● WHAT NEEDS TO BE DONE:
Please copy the lines below word for word, leaving out the pictures.

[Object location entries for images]
__________________________________________________
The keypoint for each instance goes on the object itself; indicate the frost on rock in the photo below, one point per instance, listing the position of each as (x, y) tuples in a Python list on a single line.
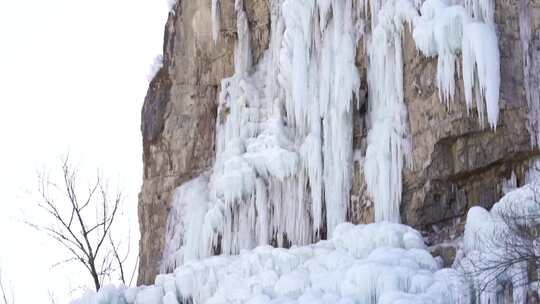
[(531, 71), (388, 141), (375, 263), (284, 133), (488, 235), (190, 203), (445, 31), (284, 157)]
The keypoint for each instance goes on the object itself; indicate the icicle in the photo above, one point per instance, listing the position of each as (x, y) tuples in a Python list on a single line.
[(481, 10), (216, 19), (444, 31), (480, 53), (388, 142), (531, 70)]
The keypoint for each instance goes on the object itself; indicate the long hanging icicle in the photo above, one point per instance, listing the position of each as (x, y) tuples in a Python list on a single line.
[(388, 139), (284, 130)]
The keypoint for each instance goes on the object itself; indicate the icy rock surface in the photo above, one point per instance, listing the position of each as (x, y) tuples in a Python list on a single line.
[(489, 237), (283, 168), (375, 263)]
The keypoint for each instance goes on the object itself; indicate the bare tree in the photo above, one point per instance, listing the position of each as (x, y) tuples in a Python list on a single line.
[(82, 221)]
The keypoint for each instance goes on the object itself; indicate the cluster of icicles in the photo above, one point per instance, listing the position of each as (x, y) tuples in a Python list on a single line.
[(284, 158)]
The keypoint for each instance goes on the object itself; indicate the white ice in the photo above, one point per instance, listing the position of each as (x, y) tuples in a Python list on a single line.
[(375, 263)]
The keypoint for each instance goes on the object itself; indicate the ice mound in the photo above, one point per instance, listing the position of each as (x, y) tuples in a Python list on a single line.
[(374, 263)]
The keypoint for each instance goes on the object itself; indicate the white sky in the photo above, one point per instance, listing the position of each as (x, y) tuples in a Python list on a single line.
[(73, 76)]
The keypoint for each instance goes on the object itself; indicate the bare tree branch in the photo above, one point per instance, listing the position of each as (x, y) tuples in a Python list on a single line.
[(87, 236)]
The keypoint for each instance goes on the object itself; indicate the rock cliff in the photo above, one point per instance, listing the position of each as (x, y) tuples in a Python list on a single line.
[(456, 162)]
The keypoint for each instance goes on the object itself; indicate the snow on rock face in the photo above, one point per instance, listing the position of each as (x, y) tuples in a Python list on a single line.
[(183, 225), (447, 30), (488, 235), (279, 122), (283, 168), (388, 141), (375, 263)]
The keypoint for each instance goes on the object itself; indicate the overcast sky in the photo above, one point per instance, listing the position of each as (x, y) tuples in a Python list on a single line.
[(73, 76)]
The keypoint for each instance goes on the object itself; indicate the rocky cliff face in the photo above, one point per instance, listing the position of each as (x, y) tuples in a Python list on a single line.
[(457, 163)]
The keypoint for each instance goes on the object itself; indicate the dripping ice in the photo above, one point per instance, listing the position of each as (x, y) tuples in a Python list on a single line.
[(283, 166)]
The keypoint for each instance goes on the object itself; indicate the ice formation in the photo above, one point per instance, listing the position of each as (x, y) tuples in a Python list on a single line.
[(376, 263), (388, 142), (446, 30), (283, 166), (488, 234), (531, 71), (284, 132)]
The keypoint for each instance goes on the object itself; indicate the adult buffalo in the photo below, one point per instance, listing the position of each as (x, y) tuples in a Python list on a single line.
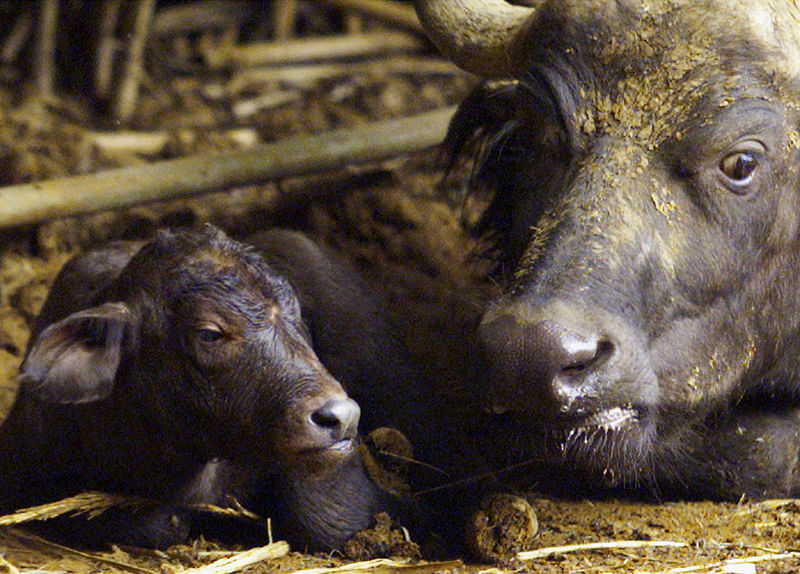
[(643, 156), (181, 370)]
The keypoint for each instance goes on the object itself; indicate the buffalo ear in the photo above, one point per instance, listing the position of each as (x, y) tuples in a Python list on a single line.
[(75, 360)]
__________________________________________________
● ANSWER IN FULL:
The keypoint for each instance goes on the object itself; indicate the frost on rock in the photo below, one point per instance, listing the position of each as (x, y) tuples in a Python list on a single line.
[(531, 71), (388, 141), (375, 263), (284, 133), (488, 235), (190, 203), (445, 31), (284, 157)]
The keypoint for each instance goes on the object itself; indicate the icicle in the photo above, one point per instance, listing the position of each as (x, y) tuples in a Python list on a single line.
[(481, 10), (216, 19), (444, 31), (480, 53), (388, 142), (531, 70)]
The keypoint for each instance goes on the object itself; indicate the long hanging icicle in the photo above, one point per instance, listing the position of each as (x, y) tuples in a Python list on a single line.
[(388, 139), (284, 130)]
The keypoint for each instance goes on the object itself; indicate the icy rock surface in the photo above, one point per instance, listing the position of each as (x, y) tuples in a Python list on a single line.
[(489, 237), (283, 168), (375, 263)]
The keypoint for each instance goes on the object itself; indicate the bare tree in the photo above, one point per instance, listing the position of each as (x, y) tuples in a Python list on a single line.
[(82, 221)]
The keypoint for each instance goes on the object itself; indicate the cluster of icicles in the photo above, one point per instance, listing the position of each as (x, y) tuples in a Python list on a single line.
[(284, 158)]
The keypoint for each instance goes on the object itself; indicate the white ice in the photo above, one point per instance, listing the position of each as (x, y) tuples in a Python list on a single line.
[(375, 263)]
The keypoint for each instance goes on the object itself; indicate the ice mound in the photo above, one point per instance, listing the position of each as (x, y) tuples in a Python list on a single line.
[(374, 263)]
The keypoint for each instance goes on the object itself; indicate the white sky in the photo above, one point per instance, listing the position of each as (x, y) tuples in a Python list on a single line.
[(73, 76)]
The keypoint for each instance goes on the object itself; indicate the bare tree branch in the photo above, one point per instance, listing the position of each as (x, y) tuples in a Python list on a single line.
[(87, 236)]
The keypoint for each instance goes on the object itself; indicate the rock cliff in the photo above, one point per instance, listing the position of each as (x, y) tuples in a Python list on a single line.
[(456, 162)]
The keypoint for each instance goes on the object itself; indicate the snow on rock face in the photo above, one point per instance, listing the position of each as (x, y) tuples in a Python list on a single line.
[(183, 225), (447, 30), (488, 235), (279, 122), (283, 168), (388, 141), (375, 263)]
The keypoint for each instance goes on the object itself; indicate the overcast sky in the photo above, one point per instance, listing the position of each as (x, y) tuples in a Python list on a single line.
[(73, 76)]
The keypoint for each instance goes on the object itself; indicate the rocky cliff face in the photo above, one point per instance, listing the position of each as (x, y) tuples in a Python list on a single line.
[(457, 163)]
The keypoint for each instance goes on the object itself; indicate the dripping ice in the photo above, one point per instance, listing the position of each as (x, y) tuples in a Python list on a single line.
[(283, 166)]
The keypoint for each instance goes on the object itself; indicate the ice formation in the photo above, one point per instance, listing the position of each as (x, y) tuples in a Python list on a single line.
[(376, 263), (388, 142), (446, 30), (283, 166), (488, 234), (531, 71), (284, 132)]
The keypoint for each instance goes on the object itself; indicate the adult buffalo in the photo below, one point per instance, listing the position of each as (x, y) tuples in a Python list on a single line.
[(643, 156), (181, 370)]
The keypoint for each instance goes on the object itself; indicate the buffalo ear in the photo above, one point per instance, listing the position of each as (x, y) tuples in a Python list on a single line.
[(75, 360)]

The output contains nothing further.